--- RECORDS FOR THE TASK ---
* * * * *

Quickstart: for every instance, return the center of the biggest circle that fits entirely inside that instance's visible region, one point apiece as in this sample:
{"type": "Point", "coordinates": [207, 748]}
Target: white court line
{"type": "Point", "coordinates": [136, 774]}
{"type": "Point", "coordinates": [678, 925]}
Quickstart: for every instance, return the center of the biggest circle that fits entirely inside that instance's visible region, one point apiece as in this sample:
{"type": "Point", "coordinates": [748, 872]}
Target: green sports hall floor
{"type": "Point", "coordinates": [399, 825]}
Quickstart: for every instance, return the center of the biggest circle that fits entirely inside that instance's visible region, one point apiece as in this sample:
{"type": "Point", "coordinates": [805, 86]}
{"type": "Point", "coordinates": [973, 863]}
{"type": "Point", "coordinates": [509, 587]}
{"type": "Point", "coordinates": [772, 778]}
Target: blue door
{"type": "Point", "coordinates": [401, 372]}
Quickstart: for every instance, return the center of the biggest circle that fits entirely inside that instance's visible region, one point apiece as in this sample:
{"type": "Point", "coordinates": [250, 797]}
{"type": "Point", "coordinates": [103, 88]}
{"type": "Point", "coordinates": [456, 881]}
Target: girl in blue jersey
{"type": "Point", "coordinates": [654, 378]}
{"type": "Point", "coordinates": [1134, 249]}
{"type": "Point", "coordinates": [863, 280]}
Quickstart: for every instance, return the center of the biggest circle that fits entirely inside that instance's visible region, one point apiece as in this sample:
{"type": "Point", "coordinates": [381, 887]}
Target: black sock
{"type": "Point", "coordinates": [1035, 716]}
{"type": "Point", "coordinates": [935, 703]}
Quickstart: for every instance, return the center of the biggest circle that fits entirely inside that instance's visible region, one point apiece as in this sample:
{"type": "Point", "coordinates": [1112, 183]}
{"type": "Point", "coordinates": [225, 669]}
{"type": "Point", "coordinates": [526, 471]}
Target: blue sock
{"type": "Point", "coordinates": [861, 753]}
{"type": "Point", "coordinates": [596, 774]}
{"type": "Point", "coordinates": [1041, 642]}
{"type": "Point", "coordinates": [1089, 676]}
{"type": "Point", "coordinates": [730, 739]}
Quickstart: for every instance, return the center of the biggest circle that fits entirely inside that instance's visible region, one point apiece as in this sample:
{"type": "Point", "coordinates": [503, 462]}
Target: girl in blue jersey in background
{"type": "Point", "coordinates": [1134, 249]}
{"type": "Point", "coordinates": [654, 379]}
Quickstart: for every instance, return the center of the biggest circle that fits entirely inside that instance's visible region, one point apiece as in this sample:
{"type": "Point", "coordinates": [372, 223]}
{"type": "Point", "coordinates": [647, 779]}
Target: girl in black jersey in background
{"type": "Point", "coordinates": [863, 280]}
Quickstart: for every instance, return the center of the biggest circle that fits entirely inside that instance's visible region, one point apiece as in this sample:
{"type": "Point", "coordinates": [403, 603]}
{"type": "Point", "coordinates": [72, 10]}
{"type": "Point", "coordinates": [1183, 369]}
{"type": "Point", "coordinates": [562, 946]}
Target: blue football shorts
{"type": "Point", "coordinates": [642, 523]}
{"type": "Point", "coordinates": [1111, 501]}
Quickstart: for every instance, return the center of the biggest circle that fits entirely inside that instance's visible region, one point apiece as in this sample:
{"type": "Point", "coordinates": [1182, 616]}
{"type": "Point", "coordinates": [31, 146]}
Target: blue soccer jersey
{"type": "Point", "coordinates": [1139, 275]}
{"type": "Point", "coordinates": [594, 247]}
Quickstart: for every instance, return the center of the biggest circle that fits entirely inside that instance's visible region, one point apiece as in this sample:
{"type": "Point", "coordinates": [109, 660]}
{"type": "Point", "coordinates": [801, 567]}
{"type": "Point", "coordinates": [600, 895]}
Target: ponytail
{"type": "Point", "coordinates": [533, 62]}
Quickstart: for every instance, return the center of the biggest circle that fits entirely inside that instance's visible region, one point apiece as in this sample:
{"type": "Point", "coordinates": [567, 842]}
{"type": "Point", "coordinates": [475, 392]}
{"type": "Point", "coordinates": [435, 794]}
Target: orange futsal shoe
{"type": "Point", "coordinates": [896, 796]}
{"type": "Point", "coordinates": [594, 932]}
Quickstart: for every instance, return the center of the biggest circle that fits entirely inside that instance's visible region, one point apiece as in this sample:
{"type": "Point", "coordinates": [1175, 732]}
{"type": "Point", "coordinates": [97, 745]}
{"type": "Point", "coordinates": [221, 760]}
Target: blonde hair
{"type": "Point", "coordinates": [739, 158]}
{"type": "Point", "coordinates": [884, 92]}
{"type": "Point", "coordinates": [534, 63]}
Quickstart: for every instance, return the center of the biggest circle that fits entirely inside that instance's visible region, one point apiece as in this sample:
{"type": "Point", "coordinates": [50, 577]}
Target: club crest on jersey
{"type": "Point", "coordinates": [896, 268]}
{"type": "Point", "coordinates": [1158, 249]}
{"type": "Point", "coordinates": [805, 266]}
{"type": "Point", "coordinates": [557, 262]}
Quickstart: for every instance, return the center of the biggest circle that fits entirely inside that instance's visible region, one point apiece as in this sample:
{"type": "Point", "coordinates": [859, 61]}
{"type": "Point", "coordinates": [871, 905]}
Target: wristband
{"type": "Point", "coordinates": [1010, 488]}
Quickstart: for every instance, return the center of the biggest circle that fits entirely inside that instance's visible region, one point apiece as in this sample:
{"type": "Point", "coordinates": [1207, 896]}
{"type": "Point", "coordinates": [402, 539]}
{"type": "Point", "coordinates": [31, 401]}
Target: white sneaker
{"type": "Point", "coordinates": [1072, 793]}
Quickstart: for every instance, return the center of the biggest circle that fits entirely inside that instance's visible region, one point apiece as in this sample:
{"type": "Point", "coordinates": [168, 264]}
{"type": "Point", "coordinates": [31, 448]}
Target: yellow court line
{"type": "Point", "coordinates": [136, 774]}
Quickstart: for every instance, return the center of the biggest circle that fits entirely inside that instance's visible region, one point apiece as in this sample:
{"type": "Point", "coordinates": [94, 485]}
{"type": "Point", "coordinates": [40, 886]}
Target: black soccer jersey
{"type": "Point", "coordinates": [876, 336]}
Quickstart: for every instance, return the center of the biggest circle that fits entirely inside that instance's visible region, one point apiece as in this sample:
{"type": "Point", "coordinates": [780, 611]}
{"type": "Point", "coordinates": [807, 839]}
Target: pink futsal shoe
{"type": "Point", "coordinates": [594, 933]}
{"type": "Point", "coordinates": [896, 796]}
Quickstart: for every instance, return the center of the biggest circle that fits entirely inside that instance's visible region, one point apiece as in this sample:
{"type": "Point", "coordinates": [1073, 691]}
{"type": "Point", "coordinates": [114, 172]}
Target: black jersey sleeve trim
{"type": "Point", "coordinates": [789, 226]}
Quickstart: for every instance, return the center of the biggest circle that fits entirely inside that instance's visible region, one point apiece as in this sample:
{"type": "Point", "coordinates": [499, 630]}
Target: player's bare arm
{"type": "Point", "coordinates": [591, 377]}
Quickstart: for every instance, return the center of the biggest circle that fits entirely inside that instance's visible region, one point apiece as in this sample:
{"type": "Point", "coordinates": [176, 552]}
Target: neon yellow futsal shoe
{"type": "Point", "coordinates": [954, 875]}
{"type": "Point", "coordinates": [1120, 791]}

* * * * *

--- YOUR GOAL ---
Repeat each entry exactly as it was given.

--- FINISHED TASK ---
Quickstart: for every instance, return the center of the biggest circle that fits entirely inside that instance's visible region, one point apiece as in this sample:
{"type": "Point", "coordinates": [207, 748]}
Target: white court line
{"type": "Point", "coordinates": [136, 774]}
{"type": "Point", "coordinates": [678, 925]}
Quickstart: for every instance, return the center of the biggest circle that fits entirely inside that instance's visible region, one point apiece as in this sample:
{"type": "Point", "coordinates": [748, 872]}
Target: green sports hall floor
{"type": "Point", "coordinates": [399, 825]}
Quickstart: for every instance, return the center of the biggest circle that fits entirely inside that instance's visible region, one point apiece as in this sample:
{"type": "Point", "coordinates": [805, 86]}
{"type": "Point", "coordinates": [973, 863]}
{"type": "Point", "coordinates": [509, 587]}
{"type": "Point", "coordinates": [772, 778]}
Target: blue door
{"type": "Point", "coordinates": [401, 372]}
Quickstart: for every instance, return the center of the biggest circle that fits entirely inside that instance's visible region, one point apiece as in this sample:
{"type": "Point", "coordinates": [250, 797]}
{"type": "Point", "coordinates": [103, 88]}
{"type": "Point", "coordinates": [456, 881]}
Target: girl in blue jersey
{"type": "Point", "coordinates": [654, 378]}
{"type": "Point", "coordinates": [1134, 249]}
{"type": "Point", "coordinates": [863, 280]}
Quickstart: for every instance, return the center of the biggest circle that fits entirely inside that instance's visible region, one point apiece as in this sample:
{"type": "Point", "coordinates": [381, 887]}
Target: black sock
{"type": "Point", "coordinates": [1035, 716]}
{"type": "Point", "coordinates": [935, 703]}
Quickstart: for every instance, return the center of the biggest circle that fits entirely inside that instance's visible region, one point apiece as in this sample:
{"type": "Point", "coordinates": [1112, 183]}
{"type": "Point", "coordinates": [225, 669]}
{"type": "Point", "coordinates": [526, 471]}
Target: blue sock
{"type": "Point", "coordinates": [861, 753]}
{"type": "Point", "coordinates": [596, 774]}
{"type": "Point", "coordinates": [1041, 642]}
{"type": "Point", "coordinates": [1089, 676]}
{"type": "Point", "coordinates": [730, 739]}
Quickstart: for every instance, return the center of the biggest circle that fits entirely inside that instance's visible region, one point apiece as in this sample:
{"type": "Point", "coordinates": [503, 462]}
Target: girl in blue jersey in background
{"type": "Point", "coordinates": [1134, 249]}
{"type": "Point", "coordinates": [654, 379]}
Quickstart: for every instance, return the center of the biggest circle that fits entirely inside that instance's visible region, one point apiece as in this sample:
{"type": "Point", "coordinates": [372, 223]}
{"type": "Point", "coordinates": [647, 779]}
Target: girl in black jersey in background
{"type": "Point", "coordinates": [863, 280]}
Quickstart: for every instance, return the center of the biggest circle that fits entirely inside that instance's visible region, one point apiece as in this sample:
{"type": "Point", "coordinates": [403, 603]}
{"type": "Point", "coordinates": [72, 10]}
{"type": "Point", "coordinates": [1183, 369]}
{"type": "Point", "coordinates": [562, 946]}
Target: blue football shorts
{"type": "Point", "coordinates": [642, 523]}
{"type": "Point", "coordinates": [1111, 501]}
Quickstart: for every instance, return the center of the biggest circle that fits entirely inside that instance's visible region, one point apiece as in this sample:
{"type": "Point", "coordinates": [1182, 616]}
{"type": "Point", "coordinates": [31, 146]}
Target: blue soccer jersey
{"type": "Point", "coordinates": [1139, 275]}
{"type": "Point", "coordinates": [594, 247]}
Quickstart: for every instance, return the center of the biggest circle that fits entirely inside that instance's visible region, one point apiece as in this sample:
{"type": "Point", "coordinates": [109, 660]}
{"type": "Point", "coordinates": [801, 567]}
{"type": "Point", "coordinates": [600, 895]}
Target: ponytail
{"type": "Point", "coordinates": [533, 62]}
Quickstart: for every instance, return the center of the biggest circle that fits entirely inside that instance's visible region, one point apiece as in this sample:
{"type": "Point", "coordinates": [567, 842]}
{"type": "Point", "coordinates": [475, 392]}
{"type": "Point", "coordinates": [435, 794]}
Target: orange futsal shoe
{"type": "Point", "coordinates": [896, 796]}
{"type": "Point", "coordinates": [594, 932]}
Quickstart: for every instance, return the center of the biggest circle that fits entirely inside that instance's visible region, one point apiece as in this sample:
{"type": "Point", "coordinates": [1175, 732]}
{"type": "Point", "coordinates": [97, 745]}
{"type": "Point", "coordinates": [221, 760]}
Target: blonde hair
{"type": "Point", "coordinates": [739, 158]}
{"type": "Point", "coordinates": [884, 92]}
{"type": "Point", "coordinates": [534, 63]}
Quickstart: for every instance, return the center of the biggest circle that fits entirely inside that instance's visible region, one point apiece as in this sample:
{"type": "Point", "coordinates": [50, 577]}
Target: club crest on jersey
{"type": "Point", "coordinates": [896, 268]}
{"type": "Point", "coordinates": [1158, 249]}
{"type": "Point", "coordinates": [805, 266]}
{"type": "Point", "coordinates": [557, 262]}
Quickstart: for every instance, return the center of the biggest circle that fits entirely inside that instance's visible region, one point apiece as in this sample:
{"type": "Point", "coordinates": [859, 61]}
{"type": "Point", "coordinates": [871, 905]}
Target: wristband
{"type": "Point", "coordinates": [1010, 488]}
Quickstart: for every instance, return the center of the biggest circle that fits entirely inside that instance's visible region, one point apiece as in this sample:
{"type": "Point", "coordinates": [1207, 896]}
{"type": "Point", "coordinates": [402, 539]}
{"type": "Point", "coordinates": [31, 401]}
Target: white sneaker
{"type": "Point", "coordinates": [1072, 793]}
Quickstart: for every instance, return the center of the biggest circle that fits entirely inside that instance's visible region, one point apiece as in this sample:
{"type": "Point", "coordinates": [168, 264]}
{"type": "Point", "coordinates": [31, 448]}
Target: yellow court line
{"type": "Point", "coordinates": [136, 774]}
Quickstart: for every instance, return the center of the biggest circle that fits entirely inside that instance's visible region, one point apiece as in this sample:
{"type": "Point", "coordinates": [94, 485]}
{"type": "Point", "coordinates": [40, 886]}
Target: black soccer jersey
{"type": "Point", "coordinates": [876, 336]}
Quickstart: for every instance, return the center of the biggest circle that fits entirely inside that instance's visible region, one point apiece as in this sample:
{"type": "Point", "coordinates": [780, 611]}
{"type": "Point", "coordinates": [807, 839]}
Target: pink futsal shoe
{"type": "Point", "coordinates": [594, 933]}
{"type": "Point", "coordinates": [896, 796]}
Quickstart: for every instance, return the center of the biggest circle that fits entirely inside that instance's visible region, one point apiece as in this sample:
{"type": "Point", "coordinates": [1073, 691]}
{"type": "Point", "coordinates": [114, 172]}
Target: black jersey sleeve trim
{"type": "Point", "coordinates": [789, 226]}
Quickstart: for every instance, return the center of the biggest circle that fits entirely inside that instance's visible region, one point apiece as in this sample:
{"type": "Point", "coordinates": [499, 630]}
Target: player's bare arm
{"type": "Point", "coordinates": [591, 377]}
Quickstart: for every instance, return the center of the biggest circle that fits entirely inside that instance's visible region, one point apiece as in this sample:
{"type": "Point", "coordinates": [176, 552]}
Target: neon yellow futsal shoe
{"type": "Point", "coordinates": [954, 875]}
{"type": "Point", "coordinates": [1120, 791]}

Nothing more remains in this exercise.